• Your instructions: Will you give every entry again exactly as it stands?

☆ ☆ ☆

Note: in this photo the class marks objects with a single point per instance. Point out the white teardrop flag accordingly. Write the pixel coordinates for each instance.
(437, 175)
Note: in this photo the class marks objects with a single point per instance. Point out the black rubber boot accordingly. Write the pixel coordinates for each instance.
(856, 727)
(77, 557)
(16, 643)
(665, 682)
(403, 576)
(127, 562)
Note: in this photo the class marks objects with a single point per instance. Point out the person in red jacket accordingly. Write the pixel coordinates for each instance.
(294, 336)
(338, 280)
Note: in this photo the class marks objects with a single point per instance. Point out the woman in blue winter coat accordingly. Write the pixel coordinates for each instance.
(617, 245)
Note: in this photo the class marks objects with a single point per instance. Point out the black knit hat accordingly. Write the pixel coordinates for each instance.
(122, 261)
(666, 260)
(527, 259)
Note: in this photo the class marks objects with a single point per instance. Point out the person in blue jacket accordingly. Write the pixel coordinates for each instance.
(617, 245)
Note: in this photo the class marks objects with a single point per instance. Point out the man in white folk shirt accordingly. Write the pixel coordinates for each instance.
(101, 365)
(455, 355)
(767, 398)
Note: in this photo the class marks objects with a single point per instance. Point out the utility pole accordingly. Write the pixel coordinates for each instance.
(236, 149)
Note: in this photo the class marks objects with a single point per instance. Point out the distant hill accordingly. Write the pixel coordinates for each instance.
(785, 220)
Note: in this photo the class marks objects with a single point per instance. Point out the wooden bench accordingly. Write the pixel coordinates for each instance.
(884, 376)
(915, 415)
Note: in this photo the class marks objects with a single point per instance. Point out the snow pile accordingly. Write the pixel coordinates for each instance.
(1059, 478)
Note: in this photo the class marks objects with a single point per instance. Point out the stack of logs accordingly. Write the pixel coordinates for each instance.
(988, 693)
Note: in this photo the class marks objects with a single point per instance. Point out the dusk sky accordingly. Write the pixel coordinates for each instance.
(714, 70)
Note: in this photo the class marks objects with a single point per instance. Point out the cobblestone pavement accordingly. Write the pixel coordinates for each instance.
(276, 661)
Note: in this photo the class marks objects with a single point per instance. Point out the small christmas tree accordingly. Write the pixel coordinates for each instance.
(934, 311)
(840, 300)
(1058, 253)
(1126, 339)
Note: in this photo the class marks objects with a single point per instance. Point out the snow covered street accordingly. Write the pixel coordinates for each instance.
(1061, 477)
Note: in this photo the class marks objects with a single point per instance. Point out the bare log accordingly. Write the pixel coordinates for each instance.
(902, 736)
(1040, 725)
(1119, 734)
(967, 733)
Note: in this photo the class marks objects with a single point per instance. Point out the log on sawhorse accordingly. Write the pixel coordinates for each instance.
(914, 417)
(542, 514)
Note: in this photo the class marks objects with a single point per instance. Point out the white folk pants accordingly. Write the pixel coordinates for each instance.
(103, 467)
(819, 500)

☆ ☆ ☆

• The answer:
Note: in this photo the class marks objects with a single point per instance. Point out the white teardrop flag accordingly. Write the pixel coordinates for each instance.
(437, 175)
Note: in this photo the class marks objects with a single point per instance. Point out the black rubber boot accordingly. Write the pixel coordinates for each instance.
(856, 727)
(77, 557)
(16, 643)
(665, 682)
(403, 576)
(127, 562)
Note: in this photo the class marks objects with a single point per instance. Point out the person in red jacket accordingly. Write the pixel coordinates for each instance.
(294, 336)
(338, 280)
Note: in this photo the class marks objects with a single point per instance. Point out the woman in blue winter coat accordingly. Write the pixel coordinates for each instance.
(617, 245)
Note: in this photo the class marks objects with a single point per instance. Point out the black knit hat accordingly. Write the pixel coordinates for each instance.
(122, 261)
(666, 260)
(527, 259)
Note: in this photo the class marks objects with a single point per instance. Point out the person in blue jacket accordingly. Write the pixel coordinates for each instance.
(617, 245)
Note: in this photo the class marks objects with a single point per instance. Point out the man in white folk shirt accordingly. Write the pixel coordinates for each instance.
(101, 365)
(455, 355)
(767, 398)
Note: in this photo the class marks objects with a single point per instance. Point out the utility pole accordingly. Write the pixel coordinates for each instance.
(236, 149)
Note: in this photo the class marks objects with a single point per instance. Point out the distant hill accordingly. Write the pixel coordinates for each instance.
(785, 220)
Note: in this photo the class marks objects with a single point per instance. Point out the wooden bench accordingly. Write the pixel coordinates for each instance.
(884, 376)
(915, 415)
Note: in this photo the class marks objects with a single point per instance. Point out the snow pile accordingly. Write the pixel coordinates for each instance.
(1059, 478)
Note: in this photo the class marks objects with a single point per instance. Point out the stack of logs accordingly. Write the pixel coordinates for each instance.
(988, 693)
Note: in this photo the class marks objects with a single point per instance. Point out the dusk sky accordingly. Write the pixel coordinates for each instance.
(714, 70)
Note: in this photo the class marks objects with a single point per instance. Point out the cobblestone pavement accordingly. Write the pixel coordinates for each instance.
(276, 661)
Note: in this photo the class marks objects with a single point per instance. Point out the small christmas tree accordingly. Write the pixel coordinates for each instance.
(934, 311)
(840, 300)
(1058, 253)
(1126, 339)
Note: in this photo the class marks objects with a single point per instance. Point out the snow covered street accordingly. Write the pixel coordinates for each instance.
(1061, 477)
Note: in this photo the class marks objects with a single point per instance. Point out the bare log accordingly. Write the pixel coordinates for each instance.
(902, 736)
(1040, 725)
(1119, 734)
(967, 733)
Note: in this photo the class marks objects with a single point per instance. Point out the log on sawhorse accordingly. Write the pixel coordinates for each instance.
(914, 417)
(542, 514)
Note: in this photo the class marks objects with a single point per instance. Point out the white folk pants accordingly. Write the pixel coordinates for each instance.
(103, 467)
(819, 500)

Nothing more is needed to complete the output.